## TASK PROMPT
Reproduce the rows from the line with "Label: sidewalk" through the end of the rows, swapping "excessive padding" for "extra margin" and keeping everything else unchanged.
=== INFORMATION SHOWN ===
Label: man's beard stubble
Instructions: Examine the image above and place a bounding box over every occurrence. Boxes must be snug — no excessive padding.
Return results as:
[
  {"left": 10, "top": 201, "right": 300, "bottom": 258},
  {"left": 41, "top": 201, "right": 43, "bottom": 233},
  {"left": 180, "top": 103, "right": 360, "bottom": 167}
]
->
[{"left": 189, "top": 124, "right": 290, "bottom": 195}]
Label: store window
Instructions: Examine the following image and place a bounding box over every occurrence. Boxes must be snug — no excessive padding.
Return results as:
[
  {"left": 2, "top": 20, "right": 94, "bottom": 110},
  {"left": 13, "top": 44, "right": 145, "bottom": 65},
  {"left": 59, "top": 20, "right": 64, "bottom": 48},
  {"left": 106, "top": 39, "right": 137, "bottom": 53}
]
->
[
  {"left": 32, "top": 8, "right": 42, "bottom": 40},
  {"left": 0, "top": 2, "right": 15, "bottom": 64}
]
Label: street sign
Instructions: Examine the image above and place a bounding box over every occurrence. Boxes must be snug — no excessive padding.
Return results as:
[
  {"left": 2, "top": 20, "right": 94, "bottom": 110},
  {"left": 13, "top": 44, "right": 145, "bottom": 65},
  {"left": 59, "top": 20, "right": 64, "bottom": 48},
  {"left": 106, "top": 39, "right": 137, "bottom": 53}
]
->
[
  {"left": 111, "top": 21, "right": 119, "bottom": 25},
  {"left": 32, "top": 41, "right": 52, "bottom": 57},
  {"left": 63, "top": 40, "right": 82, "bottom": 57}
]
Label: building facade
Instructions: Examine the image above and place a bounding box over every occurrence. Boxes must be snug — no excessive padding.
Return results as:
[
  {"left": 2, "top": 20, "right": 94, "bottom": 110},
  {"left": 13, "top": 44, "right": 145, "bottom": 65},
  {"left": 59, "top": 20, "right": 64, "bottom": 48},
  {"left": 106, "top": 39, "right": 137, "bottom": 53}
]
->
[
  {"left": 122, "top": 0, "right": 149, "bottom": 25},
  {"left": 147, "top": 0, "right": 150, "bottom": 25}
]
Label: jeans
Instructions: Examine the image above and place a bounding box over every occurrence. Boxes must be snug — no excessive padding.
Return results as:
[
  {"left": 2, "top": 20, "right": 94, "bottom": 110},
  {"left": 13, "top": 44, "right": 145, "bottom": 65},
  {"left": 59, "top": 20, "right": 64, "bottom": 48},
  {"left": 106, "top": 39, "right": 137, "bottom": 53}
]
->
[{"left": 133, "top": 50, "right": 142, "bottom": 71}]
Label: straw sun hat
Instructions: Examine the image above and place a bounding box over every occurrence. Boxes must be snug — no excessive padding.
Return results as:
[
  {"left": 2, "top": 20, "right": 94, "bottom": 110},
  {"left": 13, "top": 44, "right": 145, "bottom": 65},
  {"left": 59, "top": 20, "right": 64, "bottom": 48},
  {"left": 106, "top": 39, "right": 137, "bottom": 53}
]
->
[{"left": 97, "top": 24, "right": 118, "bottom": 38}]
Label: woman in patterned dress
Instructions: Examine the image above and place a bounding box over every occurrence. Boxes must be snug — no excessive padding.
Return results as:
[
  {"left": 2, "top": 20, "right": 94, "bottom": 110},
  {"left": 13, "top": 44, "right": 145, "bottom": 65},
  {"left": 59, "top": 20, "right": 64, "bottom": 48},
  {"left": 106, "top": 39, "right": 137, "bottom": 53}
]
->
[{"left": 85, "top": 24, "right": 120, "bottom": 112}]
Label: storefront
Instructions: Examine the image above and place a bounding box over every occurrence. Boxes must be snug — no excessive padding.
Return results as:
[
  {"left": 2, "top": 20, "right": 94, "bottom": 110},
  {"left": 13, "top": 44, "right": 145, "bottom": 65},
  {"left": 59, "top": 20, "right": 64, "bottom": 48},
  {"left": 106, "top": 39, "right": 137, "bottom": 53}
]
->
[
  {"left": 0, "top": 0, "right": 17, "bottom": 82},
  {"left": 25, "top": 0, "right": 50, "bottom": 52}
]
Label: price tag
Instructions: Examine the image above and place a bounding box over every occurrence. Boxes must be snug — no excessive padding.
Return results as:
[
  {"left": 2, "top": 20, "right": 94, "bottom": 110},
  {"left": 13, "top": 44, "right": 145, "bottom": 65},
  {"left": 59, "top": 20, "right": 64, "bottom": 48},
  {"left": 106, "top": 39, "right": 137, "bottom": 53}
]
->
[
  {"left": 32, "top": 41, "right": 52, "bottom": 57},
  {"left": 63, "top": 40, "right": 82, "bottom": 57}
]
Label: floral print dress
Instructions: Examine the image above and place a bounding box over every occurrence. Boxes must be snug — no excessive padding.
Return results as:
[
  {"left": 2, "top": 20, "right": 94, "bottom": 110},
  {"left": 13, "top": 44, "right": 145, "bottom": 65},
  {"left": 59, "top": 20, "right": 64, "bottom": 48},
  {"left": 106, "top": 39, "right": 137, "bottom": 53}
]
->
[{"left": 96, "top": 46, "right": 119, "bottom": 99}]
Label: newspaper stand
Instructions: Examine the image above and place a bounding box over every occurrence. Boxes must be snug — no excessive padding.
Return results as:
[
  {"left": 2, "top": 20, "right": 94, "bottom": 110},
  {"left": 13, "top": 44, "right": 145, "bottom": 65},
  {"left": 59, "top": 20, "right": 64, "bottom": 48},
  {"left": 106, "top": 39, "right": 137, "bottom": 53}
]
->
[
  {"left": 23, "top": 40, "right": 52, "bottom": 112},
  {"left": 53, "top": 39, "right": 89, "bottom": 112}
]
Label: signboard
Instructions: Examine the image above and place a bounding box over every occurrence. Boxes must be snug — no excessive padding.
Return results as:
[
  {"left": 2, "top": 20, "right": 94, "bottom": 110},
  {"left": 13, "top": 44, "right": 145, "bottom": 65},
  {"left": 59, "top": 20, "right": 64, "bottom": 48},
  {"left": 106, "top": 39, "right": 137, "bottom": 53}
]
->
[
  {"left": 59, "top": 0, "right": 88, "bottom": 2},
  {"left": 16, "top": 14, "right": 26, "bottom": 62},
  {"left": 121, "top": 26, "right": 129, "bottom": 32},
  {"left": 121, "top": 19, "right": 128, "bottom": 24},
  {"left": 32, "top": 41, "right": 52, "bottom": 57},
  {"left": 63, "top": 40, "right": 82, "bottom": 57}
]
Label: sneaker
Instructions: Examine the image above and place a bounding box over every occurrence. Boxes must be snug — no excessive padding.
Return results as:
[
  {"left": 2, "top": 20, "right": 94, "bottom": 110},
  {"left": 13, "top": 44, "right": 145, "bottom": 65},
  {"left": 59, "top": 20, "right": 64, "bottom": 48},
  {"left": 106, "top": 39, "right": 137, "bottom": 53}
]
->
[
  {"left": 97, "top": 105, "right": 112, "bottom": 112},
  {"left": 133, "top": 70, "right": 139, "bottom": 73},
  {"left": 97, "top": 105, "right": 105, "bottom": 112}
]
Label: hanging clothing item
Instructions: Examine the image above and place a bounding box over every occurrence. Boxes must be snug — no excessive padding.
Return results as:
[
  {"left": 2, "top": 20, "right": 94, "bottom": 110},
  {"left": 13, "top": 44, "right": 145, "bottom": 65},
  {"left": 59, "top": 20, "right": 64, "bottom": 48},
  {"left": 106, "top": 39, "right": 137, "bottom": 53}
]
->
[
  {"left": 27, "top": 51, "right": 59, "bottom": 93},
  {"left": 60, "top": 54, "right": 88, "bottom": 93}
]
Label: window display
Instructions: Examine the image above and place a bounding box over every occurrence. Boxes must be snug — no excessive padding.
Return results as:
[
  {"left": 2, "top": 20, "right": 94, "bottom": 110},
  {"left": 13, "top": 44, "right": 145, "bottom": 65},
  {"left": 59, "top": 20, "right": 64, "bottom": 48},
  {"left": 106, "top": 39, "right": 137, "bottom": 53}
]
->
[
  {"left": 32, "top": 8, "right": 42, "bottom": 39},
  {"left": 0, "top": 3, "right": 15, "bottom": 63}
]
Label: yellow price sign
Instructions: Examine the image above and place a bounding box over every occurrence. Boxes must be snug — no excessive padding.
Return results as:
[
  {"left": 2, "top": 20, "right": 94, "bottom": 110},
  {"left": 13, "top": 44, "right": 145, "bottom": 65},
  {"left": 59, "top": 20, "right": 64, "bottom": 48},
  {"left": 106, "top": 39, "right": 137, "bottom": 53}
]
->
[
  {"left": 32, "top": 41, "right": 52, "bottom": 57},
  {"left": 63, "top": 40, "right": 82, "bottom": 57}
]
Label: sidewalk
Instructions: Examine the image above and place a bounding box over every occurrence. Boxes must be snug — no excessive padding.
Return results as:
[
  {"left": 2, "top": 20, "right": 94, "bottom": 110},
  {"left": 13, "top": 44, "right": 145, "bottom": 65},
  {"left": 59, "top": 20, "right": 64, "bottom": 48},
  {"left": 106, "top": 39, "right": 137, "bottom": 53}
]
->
===
## WRITTEN REPLY
Label: sidewalk
Instructions: Examine the image above and place a bounding box over every occurrence. Boxes must be snug — no extra margin.
Return results as:
[
  {"left": 2, "top": 20, "right": 94, "bottom": 110},
  {"left": 13, "top": 44, "right": 145, "bottom": 65},
  {"left": 59, "top": 20, "right": 64, "bottom": 48},
  {"left": 106, "top": 39, "right": 137, "bottom": 53}
]
->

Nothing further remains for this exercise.